*Rows*:

* START *

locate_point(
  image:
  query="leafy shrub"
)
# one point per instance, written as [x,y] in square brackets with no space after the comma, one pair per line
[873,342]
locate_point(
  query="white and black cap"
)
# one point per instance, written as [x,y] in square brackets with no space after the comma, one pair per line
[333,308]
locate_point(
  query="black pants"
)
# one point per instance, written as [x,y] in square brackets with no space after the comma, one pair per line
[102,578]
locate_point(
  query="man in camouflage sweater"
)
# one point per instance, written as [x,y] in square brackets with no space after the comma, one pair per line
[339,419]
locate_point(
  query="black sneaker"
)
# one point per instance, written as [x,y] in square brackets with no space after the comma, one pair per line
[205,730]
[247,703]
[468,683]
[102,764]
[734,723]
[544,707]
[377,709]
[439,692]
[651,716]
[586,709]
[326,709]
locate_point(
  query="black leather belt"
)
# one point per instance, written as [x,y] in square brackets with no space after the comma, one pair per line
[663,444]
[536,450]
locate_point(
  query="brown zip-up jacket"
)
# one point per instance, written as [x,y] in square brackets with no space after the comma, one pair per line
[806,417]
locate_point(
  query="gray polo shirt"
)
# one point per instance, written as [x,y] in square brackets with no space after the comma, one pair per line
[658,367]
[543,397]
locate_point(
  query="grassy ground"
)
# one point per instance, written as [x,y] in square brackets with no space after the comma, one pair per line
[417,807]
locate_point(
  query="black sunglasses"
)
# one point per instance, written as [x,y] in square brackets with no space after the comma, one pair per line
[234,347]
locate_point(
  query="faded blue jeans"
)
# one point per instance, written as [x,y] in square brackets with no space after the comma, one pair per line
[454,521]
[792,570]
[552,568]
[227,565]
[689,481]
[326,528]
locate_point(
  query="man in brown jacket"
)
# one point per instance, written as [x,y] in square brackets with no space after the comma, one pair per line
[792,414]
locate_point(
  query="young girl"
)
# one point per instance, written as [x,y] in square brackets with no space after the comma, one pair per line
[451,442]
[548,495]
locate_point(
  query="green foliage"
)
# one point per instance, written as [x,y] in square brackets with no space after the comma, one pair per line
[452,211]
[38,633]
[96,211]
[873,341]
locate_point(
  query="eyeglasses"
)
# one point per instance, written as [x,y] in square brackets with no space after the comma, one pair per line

* END *

*Aim of the task*:
Exact output of every entry is required.

*Written response*:
locate_point(
  image:
  query="leafy shrub"
)
# one point per instance, written as [x,y] in square brackets with no space after the comma, one pair per line
[873,342]
locate_point(
  query="white and black cap"
)
# one point per instance, written as [x,y] in square brackets with no space after the comma, one pair per line
[333,308]
locate_point(
  query="black pants"
)
# one point per instance, written as [x,y] in square brackets with no space after the comma, one pair per line
[102,578]
locate_point(
  query="man in camouflage sweater"
)
# one point per instance, written as [x,y] in square brackets with no space after the comma, one pair per line
[339,419]
locate_point(
  query="black sneaker"
)
# one point per instance, written as [x,y] in square brackets with no space after the comma, one pair per line
[205,730]
[247,703]
[468,683]
[102,764]
[734,723]
[544,707]
[377,709]
[439,692]
[651,716]
[586,709]
[326,709]
locate_point(
  query="black leather belt"
)
# one point per instance, written as [x,y] in square brackets with no space after the comma, one pair per line
[663,444]
[536,450]
locate_point(
  query="brown zip-up jacket"
)
# one point per instance, written as [x,y] in square brackets with no space after the comma, one pair per line
[806,417]
locate_point(
  query="gray polo shirt"
)
# one point per instance, written as [x,y] in square brackets with no space after the comma, one pair per line
[658,367]
[543,397]
locate_point(
  query="grassy ground"
)
# one point per instance, written as [x,y] in square brackets with no space after the comma, one pair per line
[417,807]
locate_point(
  query="black sunglasses"
)
# one point per instance, written as [x,y] in square brackets with no space after the comma, one pair per line
[234,347]
locate_point(
  query="faded blue jeans"
)
# one point per instance, written as [x,y] in square brackets with no space after the comma, one pair per line
[454,521]
[792,570]
[552,568]
[227,565]
[689,481]
[326,528]
locate_point(
  query="man in brown jacket"
)
# one point per instance, written as [x,y] in square brackets with no space after the comma, one pair per line
[792,414]
locate_point(
  query="young girl"
)
# one point per instance, written as [x,y] in square brackets with no space after the comma, one pair per line
[451,442]
[548,495]
locate_point(
  query="green foliage"
)
# one point per instance, written as [x,y] in square brackets with no space after the comma, one pair per line
[452,211]
[38,633]
[96,211]
[873,341]
locate_point(
  query="eyeglasses"
)
# one point per instance, written as [x,y] in square brackets with no space after the comma, one pair per line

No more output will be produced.